* _Trecho fornecido_:
··········
Bicho-da-mata, não precisava ser bicho do mato, fobia social, mas é assim que sou. Insisto contra a minha natureza em ser normal, ou parecer normal, com pouco ou nenhum sucesso, há décadas. Quanto mais procuro desaparecer na multidão, mais ressaltam, parece, minhas estranhas características. Pior, acho, e tenho certeza de que estranhos são eles, são os outros, os conhecidos como normais, adequados, felizes em sua uniformidade. Os que seguem regras e costumes sociais, os que vivem como rebanhos, arrebanhando os seus, todos tão iguais, que hoje em dia reconheço em um que vejo, o outro e o o outro, embora ainda identifique apenas forte semelhança. Chegará o dia, quem sabe, que não mais identificarei indivíduos, apenas imagens de seres iguais. Repito as mesmas palavras, não é estilo, não é falta de estilo, apenas reforço do sentimento, da angustia, nesse inicio de madrugada, onde deveria estar festejando com meus pares e fugindo, vim esconder-me em meu quarto. Porque, ouso dizer aqui, em publico, e bom que esse publico seja pequeno, são todos loucos, entorpecendo-se em álcool, demonstrando uma alegria que não me parece verdadeira, dançando saltitantes, mulheres " em longas e sedosas vestes, com sapatos brilhantes de altos e elegantes saltos" na grama, cravados no barro. Aquele barro onde eu gostaria de pisar descalça, fosse outro o lugar, fosse onde atolei com prazer. Mas é o fim dessa jornada, e quem disse que seria fácil cumprir certas obrigações que assumi. Outra, caso eu continue com essas responsabilidades, só daqui a um ano. Muita coisa boa pode acontecer nesse período. Logo, logo, esqueço o mal estar, diluído em boas lembranças. Logo, logo, outras tarefas me apontarão o quanto quero estar longe dessas tarefas. E assim é.
9 comentários:
Porém o mundo conspira para convencer as pessoas a agirem assim. A encenarem a alegria que tanto gostariam - gostaríamos, aliás, eles e nós - de sentir. Só que nós temos nosso receptor - por defeito de fábrica, quem sabe - sintonizado em outra freqüência, não recebemos o sinal, não entendemos a mensagem. Nem melhores nem piores, somos apenas diferentes. Com pleno direito à nossa diferenca (não adianta, hoje a cedilha tirou folga). Em meio ao festim, peo licenca e me afasto da fogueira. Vou ate ali, ver as estrelas. Já volto, ou não tão já. Mas volto. Deixem-me ir.
··········
* _Enunciado da tarefa_: Prossiga o trecho sobre a fobia social e a fuga da festa a partir do ponto em que ele termina. A listagem é um material à parte, sem ligação com o trecho acima.
··········
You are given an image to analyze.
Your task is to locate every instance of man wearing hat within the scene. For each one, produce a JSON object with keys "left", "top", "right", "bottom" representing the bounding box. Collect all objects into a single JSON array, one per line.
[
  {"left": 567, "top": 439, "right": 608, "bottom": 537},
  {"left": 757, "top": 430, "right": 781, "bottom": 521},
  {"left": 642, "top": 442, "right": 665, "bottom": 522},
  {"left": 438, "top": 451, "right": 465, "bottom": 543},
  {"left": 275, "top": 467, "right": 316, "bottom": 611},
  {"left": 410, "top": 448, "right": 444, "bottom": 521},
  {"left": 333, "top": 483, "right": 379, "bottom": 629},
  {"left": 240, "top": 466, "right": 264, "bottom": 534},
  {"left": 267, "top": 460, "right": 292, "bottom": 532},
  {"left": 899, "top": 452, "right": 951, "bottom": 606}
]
··········
* _Resposta à tarefa_:
Pois é, amigo, você está certíssimo,e dois dias depois eu até consigo entender com frieza crítica essa minha emoção, contradição.
Mas fiquei pensando sobre o que você disse, " nem melhores nem piores", essa uma tese que tenho discutido com uma amiga: sem hierarquização de valores ? Apenas experiência do SER ? Ou uma evolução na roda de existências, com um fim a ser atingido ? Algo alem de apenas diferentes ? Essa ideia-conceito de "nem melhores..." não é na verdade um niilismo fundando uma aparente tese de justiça moral?
deveria ter aspas no " justiça moral "
Tua tese sobre "nem melhores, nem piores, apenas diferentes" é excelente. Quero contribuir. Para julgar "melhor", "pior" é necessário um referencial. Partindo do pressuposto da humildade, isto é, nem eu, nem vc, nem o impressionista nos arvoramos em "medida padrão", é mais justo o veredicto "diferentes". Mas, havendo (há?) um padrão externo a nós mesmos, então é possível classificar "os melhores" e "os piores". Falei demais?
Quando na faculdade, tive um professor que dizia não existirem classificações certas e erradas, mas apenas úteis e inúteis (o fato de essa ser minha única lembrança daquelas aulas sugere que o restante não passou no crivo da utilidade, ao menos para mim).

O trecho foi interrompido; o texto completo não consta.